◆ BRIEF A ◆
Duplicate the passage on Karachi's firemen from "As far as required" up to and including "line of duty.".
◆ BRIEF B ◆
According to the passage on Karachi's firemen, how much did the contractor's men pay out per uniform when recovering them from the firemen?

◆ QUOTED PASSAGE ◆
Firemen told Dawn that earlier, they used to get separate sets of summer and winter uniforms every year. In recent years, however, the winter uniform has been done away with under the pretext that cold weather is not experienced in Karachi – despite the manifest fact that the city is currently in the grip of a cold wave.
Even the summer uniforms have not been provided to the firemen for the past two years.
Despite this, however, a contractor who is supposed to provide the uniforms enjoys a conspicuous presence in the fire department. In fact, inside sources said, two years ago, the contractor prepared about 50 uniforms and took them around by turn to each of the city’s 21 fire stations. He would hand the uniforms over and his men would recover them from the firemen by paying out Rs800 per uniform. The same uniforms would then be taken round to the next fire station, recovered, etc.
As far as required items such as batches, buckles and belts are concerned, they are bought out of the firemen’s own pockets. “The department is not interested in these things,” they complained.
The lack of training and equipment
There is no concept of imparting training or holding refresher courses in the fire department, and almost all the personnel have learned their work on the job, in the line of duty.
When the district municipal corporations were disbanded in 2001, the surplus staff of Grade-1 was sent to the fire department. They were promised that they would be given proper fire fighting training and that they would be promoted to Grade-5. Despite the passage of many years, however, they are still in Grade-1 and taking part in fire-fighting operations without training or proper uniforms.

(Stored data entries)

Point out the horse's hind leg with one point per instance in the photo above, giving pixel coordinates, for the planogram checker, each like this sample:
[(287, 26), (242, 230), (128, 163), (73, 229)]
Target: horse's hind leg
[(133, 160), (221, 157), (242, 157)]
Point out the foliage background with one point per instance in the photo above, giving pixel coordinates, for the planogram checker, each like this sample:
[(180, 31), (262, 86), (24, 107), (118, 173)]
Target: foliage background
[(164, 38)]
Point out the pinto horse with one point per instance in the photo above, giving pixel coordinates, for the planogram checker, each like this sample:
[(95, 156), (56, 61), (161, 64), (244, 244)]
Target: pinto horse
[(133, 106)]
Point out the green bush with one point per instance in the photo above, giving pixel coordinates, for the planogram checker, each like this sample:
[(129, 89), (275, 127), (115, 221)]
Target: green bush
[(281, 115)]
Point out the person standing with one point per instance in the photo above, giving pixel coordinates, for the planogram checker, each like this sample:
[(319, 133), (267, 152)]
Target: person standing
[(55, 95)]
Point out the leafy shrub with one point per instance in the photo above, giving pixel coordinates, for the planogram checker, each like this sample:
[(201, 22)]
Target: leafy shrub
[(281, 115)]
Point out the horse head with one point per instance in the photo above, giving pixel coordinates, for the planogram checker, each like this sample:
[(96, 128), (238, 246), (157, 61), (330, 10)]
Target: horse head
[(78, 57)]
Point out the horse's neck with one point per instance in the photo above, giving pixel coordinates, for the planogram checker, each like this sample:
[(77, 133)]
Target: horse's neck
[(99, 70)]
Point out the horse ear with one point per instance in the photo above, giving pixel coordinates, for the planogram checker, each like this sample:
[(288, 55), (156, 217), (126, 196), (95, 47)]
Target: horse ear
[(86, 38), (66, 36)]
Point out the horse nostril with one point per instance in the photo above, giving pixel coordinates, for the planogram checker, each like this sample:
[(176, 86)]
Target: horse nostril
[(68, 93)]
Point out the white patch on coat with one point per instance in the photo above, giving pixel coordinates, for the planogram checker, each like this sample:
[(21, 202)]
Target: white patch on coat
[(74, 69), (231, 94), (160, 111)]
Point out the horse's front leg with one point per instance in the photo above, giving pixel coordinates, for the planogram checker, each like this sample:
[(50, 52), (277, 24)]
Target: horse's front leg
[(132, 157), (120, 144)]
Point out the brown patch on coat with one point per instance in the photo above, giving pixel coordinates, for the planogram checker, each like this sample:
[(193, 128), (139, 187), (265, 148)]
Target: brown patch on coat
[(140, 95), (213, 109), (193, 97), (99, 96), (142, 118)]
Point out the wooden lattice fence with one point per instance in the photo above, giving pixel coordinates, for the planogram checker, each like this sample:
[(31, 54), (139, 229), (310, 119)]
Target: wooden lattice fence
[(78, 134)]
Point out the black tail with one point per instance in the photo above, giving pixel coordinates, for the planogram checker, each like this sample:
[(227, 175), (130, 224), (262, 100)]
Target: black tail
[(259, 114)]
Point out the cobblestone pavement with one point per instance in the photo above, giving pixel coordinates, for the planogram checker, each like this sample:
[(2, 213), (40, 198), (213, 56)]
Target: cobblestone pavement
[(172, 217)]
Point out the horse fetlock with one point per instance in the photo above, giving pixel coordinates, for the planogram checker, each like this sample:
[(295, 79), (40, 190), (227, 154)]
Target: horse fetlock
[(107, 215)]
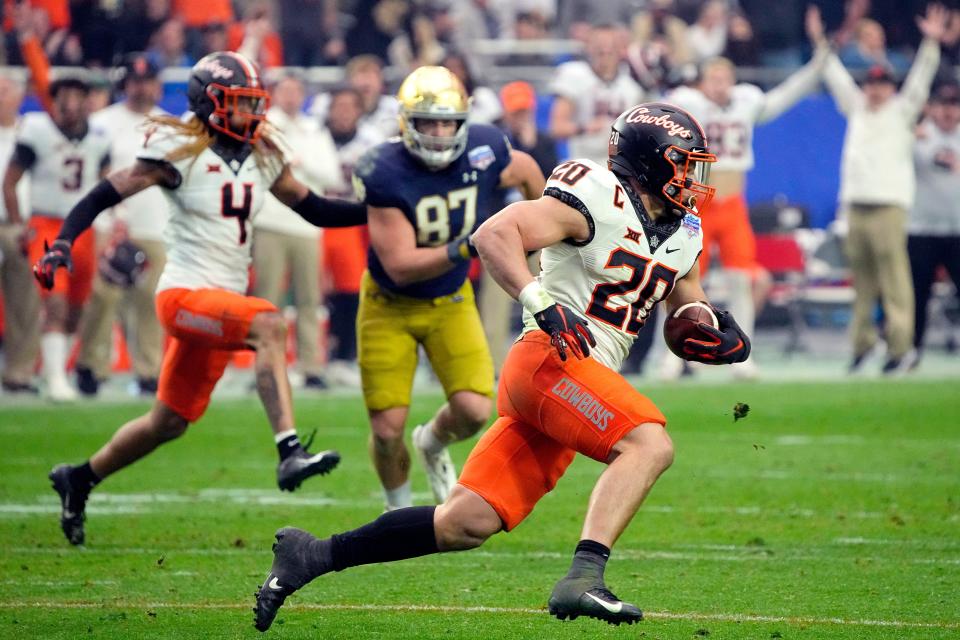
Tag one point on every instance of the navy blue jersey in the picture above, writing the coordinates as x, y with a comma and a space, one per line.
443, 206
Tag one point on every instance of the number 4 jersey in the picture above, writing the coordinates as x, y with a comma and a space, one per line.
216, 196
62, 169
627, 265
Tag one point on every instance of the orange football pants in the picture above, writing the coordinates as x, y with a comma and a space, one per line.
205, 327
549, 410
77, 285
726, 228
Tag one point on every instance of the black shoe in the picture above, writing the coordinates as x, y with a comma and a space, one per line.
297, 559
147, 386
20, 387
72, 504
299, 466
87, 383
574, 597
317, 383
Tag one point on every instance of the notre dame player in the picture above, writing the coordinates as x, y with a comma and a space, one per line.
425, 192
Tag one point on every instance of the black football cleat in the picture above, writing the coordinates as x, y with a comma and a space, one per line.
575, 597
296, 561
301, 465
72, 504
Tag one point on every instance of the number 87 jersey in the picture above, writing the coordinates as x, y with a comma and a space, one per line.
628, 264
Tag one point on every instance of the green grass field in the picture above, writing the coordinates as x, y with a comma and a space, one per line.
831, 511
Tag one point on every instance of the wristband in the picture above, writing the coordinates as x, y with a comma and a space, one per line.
---
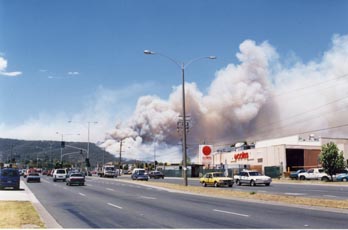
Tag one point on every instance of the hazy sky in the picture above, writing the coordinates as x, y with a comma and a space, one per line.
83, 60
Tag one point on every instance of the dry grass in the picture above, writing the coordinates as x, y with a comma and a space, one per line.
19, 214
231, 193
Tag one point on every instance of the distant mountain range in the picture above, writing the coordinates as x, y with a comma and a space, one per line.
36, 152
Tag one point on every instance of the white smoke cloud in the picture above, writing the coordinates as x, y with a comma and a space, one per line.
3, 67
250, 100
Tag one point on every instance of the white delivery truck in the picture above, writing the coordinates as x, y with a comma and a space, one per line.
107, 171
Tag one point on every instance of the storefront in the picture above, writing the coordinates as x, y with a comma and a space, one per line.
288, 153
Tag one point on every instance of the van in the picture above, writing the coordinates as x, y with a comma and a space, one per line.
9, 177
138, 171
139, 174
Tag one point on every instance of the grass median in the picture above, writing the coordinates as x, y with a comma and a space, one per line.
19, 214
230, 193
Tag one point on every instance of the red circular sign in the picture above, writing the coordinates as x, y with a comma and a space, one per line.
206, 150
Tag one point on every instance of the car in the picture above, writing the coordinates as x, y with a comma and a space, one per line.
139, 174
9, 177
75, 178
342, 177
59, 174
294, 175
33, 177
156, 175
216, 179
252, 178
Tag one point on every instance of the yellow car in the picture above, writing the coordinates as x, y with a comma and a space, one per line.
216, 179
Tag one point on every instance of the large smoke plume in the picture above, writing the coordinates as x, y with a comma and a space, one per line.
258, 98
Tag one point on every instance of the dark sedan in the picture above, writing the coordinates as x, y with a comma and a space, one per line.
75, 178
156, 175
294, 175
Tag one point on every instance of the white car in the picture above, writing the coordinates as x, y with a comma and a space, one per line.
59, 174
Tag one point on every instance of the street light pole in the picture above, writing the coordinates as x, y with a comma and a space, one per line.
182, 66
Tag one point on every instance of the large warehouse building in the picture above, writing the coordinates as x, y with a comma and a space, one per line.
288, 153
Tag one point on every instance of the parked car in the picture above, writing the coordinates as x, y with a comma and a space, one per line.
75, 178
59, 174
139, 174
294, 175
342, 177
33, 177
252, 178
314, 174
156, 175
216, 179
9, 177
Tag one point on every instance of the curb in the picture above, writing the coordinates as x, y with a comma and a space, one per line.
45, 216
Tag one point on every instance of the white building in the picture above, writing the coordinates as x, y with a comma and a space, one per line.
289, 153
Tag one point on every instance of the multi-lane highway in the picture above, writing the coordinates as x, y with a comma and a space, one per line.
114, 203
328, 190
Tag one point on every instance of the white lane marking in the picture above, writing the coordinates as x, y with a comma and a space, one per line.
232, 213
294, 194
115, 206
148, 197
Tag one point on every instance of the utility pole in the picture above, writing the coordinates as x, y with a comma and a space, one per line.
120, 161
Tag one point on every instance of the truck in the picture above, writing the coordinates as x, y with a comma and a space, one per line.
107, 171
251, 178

◆ EXERCISE RESULT A ◆
As far as required items such as batches, buckles and belts are concerned, they are bought out of the firemen’s own pockets. “The department is not interested in these things,” they complained.
The lack of training and equipment
There is no concept of imparting training or holding refresher courses in the fire department, and almost all the personnel have learned their work on the job, in the line of duty.

◆ EXERCISE RESULT B ◆
Rs800 per uniform.